◆ WHAT NEEDS TO BE DONE
In the rows below, edit the lines starting with the line that contains "Batch job #47 — class: red" and continuing through the line that contains "620;353;668;402", replacing "red running jacket" with "red windbreaker" and keeping everything else the same. Return only those lines.
____
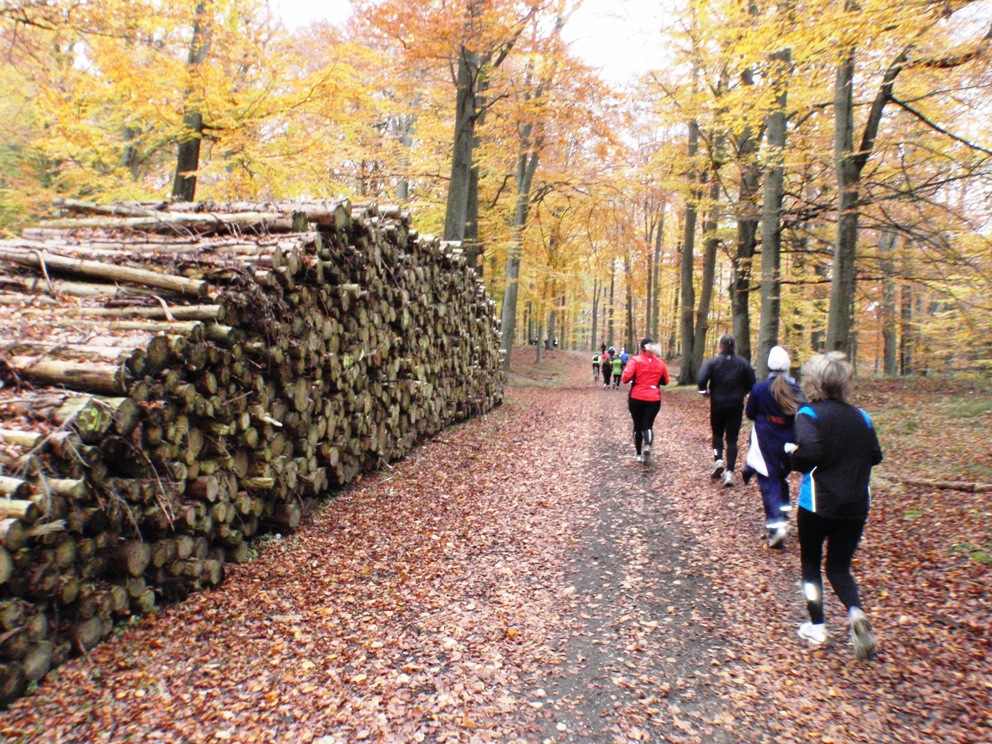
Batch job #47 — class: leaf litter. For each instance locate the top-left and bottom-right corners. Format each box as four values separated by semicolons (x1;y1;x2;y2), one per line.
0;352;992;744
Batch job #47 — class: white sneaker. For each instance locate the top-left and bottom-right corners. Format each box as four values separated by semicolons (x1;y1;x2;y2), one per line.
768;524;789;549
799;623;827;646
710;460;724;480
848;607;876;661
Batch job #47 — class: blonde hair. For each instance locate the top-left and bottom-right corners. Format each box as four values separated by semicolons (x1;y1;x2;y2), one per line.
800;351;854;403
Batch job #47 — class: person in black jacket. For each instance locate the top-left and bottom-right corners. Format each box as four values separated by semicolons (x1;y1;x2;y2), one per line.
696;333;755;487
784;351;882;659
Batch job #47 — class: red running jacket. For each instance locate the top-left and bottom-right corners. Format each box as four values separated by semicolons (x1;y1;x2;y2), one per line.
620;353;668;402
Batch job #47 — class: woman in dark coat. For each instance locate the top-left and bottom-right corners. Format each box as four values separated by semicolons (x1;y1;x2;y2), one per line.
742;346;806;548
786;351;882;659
____
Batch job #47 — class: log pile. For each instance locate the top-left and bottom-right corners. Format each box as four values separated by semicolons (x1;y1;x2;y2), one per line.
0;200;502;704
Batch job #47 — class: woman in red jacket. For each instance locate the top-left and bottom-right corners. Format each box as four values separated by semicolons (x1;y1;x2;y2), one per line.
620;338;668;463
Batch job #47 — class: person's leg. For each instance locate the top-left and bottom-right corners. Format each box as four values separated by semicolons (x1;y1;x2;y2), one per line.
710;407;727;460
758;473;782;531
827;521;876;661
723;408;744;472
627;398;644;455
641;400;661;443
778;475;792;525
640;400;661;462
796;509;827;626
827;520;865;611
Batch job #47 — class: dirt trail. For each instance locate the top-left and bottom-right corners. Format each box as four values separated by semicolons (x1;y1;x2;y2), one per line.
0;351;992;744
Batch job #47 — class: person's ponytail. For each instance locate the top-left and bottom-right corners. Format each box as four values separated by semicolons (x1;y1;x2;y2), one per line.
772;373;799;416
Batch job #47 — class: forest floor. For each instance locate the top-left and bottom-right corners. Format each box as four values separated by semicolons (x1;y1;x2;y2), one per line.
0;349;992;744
____
◆ COMPLETE ANSWER
Batch job #47 — class: red windbreaker. For each instance locate the top-left and bottom-right corners. Format each box as four values separated by semicolons (x1;y1;x2;y2), one per line.
620;353;668;402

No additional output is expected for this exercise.